The data ::
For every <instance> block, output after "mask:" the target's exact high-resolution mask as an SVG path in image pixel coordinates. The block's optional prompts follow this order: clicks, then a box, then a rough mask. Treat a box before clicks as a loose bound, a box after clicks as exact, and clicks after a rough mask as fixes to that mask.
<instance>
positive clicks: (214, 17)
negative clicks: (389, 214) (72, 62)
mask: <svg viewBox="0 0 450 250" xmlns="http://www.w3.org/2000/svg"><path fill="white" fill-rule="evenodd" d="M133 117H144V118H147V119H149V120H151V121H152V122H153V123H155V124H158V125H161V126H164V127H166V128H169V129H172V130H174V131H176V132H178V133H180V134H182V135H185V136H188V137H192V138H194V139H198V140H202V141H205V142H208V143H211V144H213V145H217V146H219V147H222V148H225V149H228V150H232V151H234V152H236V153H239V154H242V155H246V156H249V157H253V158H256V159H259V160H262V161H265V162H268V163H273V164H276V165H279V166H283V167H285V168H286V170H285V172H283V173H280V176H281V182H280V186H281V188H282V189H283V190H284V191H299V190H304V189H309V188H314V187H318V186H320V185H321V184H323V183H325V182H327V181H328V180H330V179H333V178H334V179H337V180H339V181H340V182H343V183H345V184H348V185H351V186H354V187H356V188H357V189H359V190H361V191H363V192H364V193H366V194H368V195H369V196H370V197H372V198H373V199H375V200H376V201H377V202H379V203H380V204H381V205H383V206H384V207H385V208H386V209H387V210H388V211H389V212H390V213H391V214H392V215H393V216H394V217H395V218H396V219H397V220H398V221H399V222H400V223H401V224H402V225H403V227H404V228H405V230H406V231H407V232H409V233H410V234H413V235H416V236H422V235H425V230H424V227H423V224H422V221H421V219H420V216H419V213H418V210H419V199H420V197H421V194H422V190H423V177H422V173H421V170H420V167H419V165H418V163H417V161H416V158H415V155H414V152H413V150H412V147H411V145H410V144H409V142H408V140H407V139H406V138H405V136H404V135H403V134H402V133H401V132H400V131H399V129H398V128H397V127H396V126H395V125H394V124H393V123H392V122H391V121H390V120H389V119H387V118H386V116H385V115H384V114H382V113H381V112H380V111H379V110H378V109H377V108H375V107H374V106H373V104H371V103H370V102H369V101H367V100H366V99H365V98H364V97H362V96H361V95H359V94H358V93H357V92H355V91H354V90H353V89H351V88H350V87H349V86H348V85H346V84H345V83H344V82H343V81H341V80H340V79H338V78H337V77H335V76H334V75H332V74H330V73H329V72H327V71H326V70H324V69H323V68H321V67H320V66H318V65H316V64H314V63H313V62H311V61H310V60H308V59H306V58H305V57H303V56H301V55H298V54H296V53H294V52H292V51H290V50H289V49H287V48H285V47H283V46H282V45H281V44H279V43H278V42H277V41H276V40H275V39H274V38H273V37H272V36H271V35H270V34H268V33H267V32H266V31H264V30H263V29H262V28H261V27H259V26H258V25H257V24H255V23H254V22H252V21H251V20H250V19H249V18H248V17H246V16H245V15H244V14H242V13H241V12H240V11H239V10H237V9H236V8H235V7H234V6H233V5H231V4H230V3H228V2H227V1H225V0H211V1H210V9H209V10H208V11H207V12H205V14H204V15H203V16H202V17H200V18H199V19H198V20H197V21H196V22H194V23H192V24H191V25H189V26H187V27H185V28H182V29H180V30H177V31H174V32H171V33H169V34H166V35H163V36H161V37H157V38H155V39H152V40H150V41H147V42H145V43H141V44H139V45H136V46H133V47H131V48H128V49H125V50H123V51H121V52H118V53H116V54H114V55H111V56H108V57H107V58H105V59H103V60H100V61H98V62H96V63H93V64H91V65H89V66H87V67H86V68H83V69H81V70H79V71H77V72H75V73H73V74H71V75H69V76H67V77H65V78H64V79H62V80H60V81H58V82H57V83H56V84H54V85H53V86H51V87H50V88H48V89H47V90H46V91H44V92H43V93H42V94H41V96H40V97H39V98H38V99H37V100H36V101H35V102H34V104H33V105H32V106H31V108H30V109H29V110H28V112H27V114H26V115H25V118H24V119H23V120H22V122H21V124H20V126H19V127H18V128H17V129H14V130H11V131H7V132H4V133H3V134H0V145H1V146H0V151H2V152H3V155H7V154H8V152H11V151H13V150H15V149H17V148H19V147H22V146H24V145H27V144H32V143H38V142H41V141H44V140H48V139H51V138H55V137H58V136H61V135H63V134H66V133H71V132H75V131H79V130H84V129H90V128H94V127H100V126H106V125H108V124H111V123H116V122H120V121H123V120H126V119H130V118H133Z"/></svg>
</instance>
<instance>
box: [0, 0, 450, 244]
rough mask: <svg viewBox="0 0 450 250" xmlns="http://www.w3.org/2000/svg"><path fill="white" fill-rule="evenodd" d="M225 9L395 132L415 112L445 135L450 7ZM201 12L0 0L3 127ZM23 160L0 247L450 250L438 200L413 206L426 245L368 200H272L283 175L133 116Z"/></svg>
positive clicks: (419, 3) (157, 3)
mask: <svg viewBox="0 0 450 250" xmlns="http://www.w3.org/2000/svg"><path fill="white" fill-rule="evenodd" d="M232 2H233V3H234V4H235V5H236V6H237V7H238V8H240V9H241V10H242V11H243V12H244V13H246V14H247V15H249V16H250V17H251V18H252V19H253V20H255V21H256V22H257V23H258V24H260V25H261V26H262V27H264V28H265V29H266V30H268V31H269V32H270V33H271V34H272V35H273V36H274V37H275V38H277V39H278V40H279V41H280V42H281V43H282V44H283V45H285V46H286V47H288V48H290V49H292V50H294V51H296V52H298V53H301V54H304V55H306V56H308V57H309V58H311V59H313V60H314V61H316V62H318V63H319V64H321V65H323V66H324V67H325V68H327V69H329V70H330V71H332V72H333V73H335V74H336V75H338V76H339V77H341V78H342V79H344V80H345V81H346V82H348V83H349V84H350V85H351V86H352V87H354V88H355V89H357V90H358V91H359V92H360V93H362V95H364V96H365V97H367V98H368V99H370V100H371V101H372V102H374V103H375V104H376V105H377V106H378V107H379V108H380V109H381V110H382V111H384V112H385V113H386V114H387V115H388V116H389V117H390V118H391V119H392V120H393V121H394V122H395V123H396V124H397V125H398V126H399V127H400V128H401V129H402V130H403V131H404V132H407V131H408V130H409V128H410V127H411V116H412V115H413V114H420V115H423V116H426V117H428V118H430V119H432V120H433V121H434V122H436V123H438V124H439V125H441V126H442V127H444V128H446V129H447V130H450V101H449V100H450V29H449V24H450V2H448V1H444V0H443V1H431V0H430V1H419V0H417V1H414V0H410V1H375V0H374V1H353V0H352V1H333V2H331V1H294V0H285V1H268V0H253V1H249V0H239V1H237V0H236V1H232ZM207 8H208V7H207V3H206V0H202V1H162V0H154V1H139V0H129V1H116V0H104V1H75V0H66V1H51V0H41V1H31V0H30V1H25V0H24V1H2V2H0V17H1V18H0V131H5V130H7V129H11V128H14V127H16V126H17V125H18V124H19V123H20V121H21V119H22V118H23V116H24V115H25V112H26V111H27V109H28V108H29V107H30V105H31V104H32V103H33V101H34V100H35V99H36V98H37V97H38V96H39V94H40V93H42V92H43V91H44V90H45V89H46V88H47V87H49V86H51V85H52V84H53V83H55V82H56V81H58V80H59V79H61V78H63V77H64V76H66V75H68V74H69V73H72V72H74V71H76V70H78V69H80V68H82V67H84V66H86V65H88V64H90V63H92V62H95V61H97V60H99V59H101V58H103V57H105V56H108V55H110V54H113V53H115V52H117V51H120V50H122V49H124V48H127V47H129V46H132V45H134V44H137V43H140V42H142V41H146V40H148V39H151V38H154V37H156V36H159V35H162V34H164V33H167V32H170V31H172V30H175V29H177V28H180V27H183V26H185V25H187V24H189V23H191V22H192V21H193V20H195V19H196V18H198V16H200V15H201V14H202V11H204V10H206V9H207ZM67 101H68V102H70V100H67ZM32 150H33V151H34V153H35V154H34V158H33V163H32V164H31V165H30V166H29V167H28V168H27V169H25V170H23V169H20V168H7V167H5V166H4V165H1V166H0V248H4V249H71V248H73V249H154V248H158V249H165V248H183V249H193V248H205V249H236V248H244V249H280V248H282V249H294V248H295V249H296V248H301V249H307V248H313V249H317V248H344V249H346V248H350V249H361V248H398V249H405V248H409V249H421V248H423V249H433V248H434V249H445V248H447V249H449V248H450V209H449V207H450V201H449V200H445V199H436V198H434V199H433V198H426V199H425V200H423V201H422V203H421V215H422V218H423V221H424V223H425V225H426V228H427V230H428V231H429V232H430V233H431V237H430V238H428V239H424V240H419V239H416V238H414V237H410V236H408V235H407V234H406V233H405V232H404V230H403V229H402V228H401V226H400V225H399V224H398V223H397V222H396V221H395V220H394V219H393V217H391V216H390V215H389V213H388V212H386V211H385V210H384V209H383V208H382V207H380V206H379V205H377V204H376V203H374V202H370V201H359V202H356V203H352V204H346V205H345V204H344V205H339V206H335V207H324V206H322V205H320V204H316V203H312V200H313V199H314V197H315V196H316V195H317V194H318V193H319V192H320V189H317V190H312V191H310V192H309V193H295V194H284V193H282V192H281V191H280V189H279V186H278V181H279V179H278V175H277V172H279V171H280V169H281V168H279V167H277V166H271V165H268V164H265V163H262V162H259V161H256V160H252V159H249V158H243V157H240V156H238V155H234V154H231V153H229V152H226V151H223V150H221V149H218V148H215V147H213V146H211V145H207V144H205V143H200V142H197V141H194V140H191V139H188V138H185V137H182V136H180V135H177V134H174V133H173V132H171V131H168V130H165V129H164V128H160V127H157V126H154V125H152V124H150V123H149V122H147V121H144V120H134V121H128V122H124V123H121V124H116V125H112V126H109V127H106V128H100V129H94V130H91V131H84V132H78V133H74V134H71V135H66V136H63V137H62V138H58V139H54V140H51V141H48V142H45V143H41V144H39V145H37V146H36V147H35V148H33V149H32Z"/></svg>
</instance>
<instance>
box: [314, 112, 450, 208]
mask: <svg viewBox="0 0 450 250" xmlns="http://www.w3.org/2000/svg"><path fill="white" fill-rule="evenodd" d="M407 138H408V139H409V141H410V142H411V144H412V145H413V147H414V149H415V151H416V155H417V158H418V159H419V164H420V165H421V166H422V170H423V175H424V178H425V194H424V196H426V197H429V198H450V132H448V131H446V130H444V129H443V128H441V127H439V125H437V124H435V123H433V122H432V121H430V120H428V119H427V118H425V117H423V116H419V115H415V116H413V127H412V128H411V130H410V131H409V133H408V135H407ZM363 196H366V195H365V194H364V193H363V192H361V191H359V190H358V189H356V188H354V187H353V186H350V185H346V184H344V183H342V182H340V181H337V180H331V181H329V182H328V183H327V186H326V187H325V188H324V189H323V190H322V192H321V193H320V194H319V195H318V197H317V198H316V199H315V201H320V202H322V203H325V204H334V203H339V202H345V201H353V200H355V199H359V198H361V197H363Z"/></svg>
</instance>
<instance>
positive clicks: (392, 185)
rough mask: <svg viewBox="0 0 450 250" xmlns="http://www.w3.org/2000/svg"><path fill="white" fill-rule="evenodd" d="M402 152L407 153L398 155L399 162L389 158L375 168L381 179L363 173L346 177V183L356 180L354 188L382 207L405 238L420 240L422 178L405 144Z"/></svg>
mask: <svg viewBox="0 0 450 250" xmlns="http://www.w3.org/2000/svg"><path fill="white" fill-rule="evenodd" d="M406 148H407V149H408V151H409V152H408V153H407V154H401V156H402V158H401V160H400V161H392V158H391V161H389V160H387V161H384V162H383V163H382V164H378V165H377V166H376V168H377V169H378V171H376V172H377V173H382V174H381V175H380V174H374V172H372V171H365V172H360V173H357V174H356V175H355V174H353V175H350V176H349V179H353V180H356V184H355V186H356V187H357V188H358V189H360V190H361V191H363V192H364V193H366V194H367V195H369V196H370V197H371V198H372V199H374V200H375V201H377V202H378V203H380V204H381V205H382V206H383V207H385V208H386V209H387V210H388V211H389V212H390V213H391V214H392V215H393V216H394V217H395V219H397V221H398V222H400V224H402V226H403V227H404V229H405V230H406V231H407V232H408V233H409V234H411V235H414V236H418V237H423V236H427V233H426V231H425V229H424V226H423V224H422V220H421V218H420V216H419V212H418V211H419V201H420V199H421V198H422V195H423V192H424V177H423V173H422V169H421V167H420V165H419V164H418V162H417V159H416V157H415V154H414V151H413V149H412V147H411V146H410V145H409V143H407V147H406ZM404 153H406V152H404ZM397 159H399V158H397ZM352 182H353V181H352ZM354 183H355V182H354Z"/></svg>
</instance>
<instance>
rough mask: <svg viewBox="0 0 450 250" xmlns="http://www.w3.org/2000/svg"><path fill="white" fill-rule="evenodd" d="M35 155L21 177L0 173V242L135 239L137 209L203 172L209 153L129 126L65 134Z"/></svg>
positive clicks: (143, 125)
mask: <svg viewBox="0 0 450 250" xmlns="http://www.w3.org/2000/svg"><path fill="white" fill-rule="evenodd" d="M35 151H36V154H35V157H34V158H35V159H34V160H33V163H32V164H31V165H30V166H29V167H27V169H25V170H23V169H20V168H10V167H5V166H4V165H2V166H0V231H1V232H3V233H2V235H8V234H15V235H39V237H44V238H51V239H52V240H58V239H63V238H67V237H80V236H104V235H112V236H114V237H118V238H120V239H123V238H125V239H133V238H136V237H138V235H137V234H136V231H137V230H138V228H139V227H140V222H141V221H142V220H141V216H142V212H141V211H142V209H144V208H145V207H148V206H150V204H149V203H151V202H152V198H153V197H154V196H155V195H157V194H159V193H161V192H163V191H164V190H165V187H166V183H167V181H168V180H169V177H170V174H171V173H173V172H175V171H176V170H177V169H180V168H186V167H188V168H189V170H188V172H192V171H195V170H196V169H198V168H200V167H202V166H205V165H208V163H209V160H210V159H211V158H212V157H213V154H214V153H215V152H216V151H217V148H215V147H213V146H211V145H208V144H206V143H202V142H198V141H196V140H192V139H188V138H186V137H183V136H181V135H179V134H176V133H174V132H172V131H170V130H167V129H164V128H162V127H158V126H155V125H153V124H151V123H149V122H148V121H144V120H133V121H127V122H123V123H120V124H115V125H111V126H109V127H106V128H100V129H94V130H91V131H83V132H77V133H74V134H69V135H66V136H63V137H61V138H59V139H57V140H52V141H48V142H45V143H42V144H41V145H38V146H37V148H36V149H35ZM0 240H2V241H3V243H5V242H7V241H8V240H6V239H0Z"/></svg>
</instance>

Exercise description :: Please turn the records above, from their first line through the line containing "negative clicks: (389, 214) (72, 62)", inclusive, into a JSON list of strings with one string per line, omitting blank lines.

Task answer ::
[
  "For every <instance> block, output after \"mask:\" the target's exact high-resolution mask as an SVG path in image pixel coordinates. The block's optional prompts follow this order: clicks, then a box, then a rough mask. Treat a box before clicks as a loose bound, a box after clicks as exact, and clicks after a rough mask as fixes to that mask.",
  "<instance>",
  "positive clicks: (214, 17)",
  "negative clicks: (389, 214) (72, 62)"
]